REQUIREMENTS:
**1)** Copy everything in the film review from "To be simplistic" down to "a different movie.".
**2)** In the film review, which town does Franky want to escape?
**3)** Using the film review, explain why Franky is drawn to Josee and Heath.

SOURCE DOCUMENT:
==========
To be simplistic about it, SWIMMING is mostly dull and meandering. Ambrose plays Franky, a plain, shy young woman, who is stuck in a rut and is dying to escape the resort town of Myrtle Beach, SC where she grew up. The film follows one particular summer when two different wanderers enter her life – the knockout blonde waitress Josee (Joelle Carter) and a stoner, tie-dye shirt salesman Heath (Jamie Harrold). She is drawn to both of them, both spiritually and sexually, as they appeal to her sense of adventure – the kind of excitement she lacks in her life. The problem, however, is that both characters are written two-dimensionally and despite being pleasing to the eye, aren't appealing enough to the audience for us to support Ambrose pursuing either relationship. One can't help but hope for her to escape into a different movie.
==========
INFORMATION SUPPLIED:
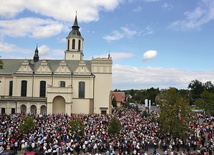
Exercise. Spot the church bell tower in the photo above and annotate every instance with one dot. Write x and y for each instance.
(74, 49)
==========
COMPLETED EXERCISE:
**1)**
To be simplistic about it, SWIMMING is mostly dull and meandering. Ambrose plays Franky, a plain, shy young woman, who is stuck in a rut and is dying to escape the resort town of Myrtle Beach, SC where she grew up. The film follows one particular summer when two different wanderers enter her life – the knockout blonde waitress Josee (Joelle Carter) and a stoner, tie-dye shirt salesman Heath (Jamie Harrold). She is drawn to both of them, both spiritually and sexually, as they appeal to her sense of adventure – the kind of excitement she lacks in her life. The problem, however, is that both characters are written two-dimensionally and despite being pleasing to the eye, aren't appealing enough to the audience for us to support Ambrose pursuing either relationship. One can't help but hope for her to escape into a different movie.

**2)** Myrtle Beach, SC, where she grew up.

**3)** They appeal to her sense of adventure. They offer the kind of excitement her life lacks.